*** Opening of Page excerpt ***

Although the anatomists were probably more interested in dissecting adults’ bodies, children were certainly not immune from Resurrectionists’ predatory claws. In October 1824 a child’s body was stolen from the burial ground at the Howff, and the magistrates of Dundee offered a reward of twenty guineas for its recovery or information about the thieves. Twenty guineas was about twice the going rate for a fresh body, but still, there was no follow-up notice of a capture so it seems these particular body snatchers escaped. The theft of a child must have been particularly distressing for the parents, and there were a few incidents in the town that reveal just how high feelings ran and how fearful people were of these ghouls who prowled the graveyards.
The first scare came in April 1826 when George Law, a shoemaker in Baltic Street, a short street between the Wellgate and the Meadows, investigated a thump at the door. Finding his nine-year-old son on the doorstep in a state of near paralysis, he carried the boy inside and rushed for a doctor, who took a brief look and gave his opinion that the boy was merely drunk. However, Law and his wife were not so convinced and when their son was still insensible the next morning they called a second and more sympathetic doctor. The boy told a strange tale: two well-dressed men had forced him to drink something from a bottle, and then tried to drag him to the Meadows. He had objected, saying he was going home, but the two men had accompanied him all the way, only running when George Law heard his son collapse against the door.

*** Close of Page excerpt ***
*** Opening of Supplied data ***

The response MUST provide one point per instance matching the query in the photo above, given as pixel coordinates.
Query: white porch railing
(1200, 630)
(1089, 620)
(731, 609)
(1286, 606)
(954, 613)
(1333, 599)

*** Close of Supplied data ***

* _Exercise instructions_:
- 1) In the Dundee body-snatching passage, give again the part starting at "Although the anatomists" and ending at "prowled the graveyards.", word for word.
- 2) According to the Dundee body-snatching passage, what did the first doctor say was wrong with George Law's son?

* _Response list_:
- 1)
Although the anatomists were probably more interested in dissecting adults’ bodies, children were certainly not immune from Resurrectionists’ predatory claws. In October 1824 a child’s body was stolen from the burial ground at the Howff, and the magistrates of Dundee offered a reward of twenty guineas for its recovery or information about the thieves. Twenty guineas was about twice the going rate for a fresh body, but still, there was no follow-up notice of a capture so it seems these particular body snatchers escaped. The theft of a child must have been particularly distressing for the parents, and there were a few incidents in the town that reveal just how high feelings ran and how fearful people were of these ghouls who prowled the graveyards.

- 2) He said the boy was merely drunk.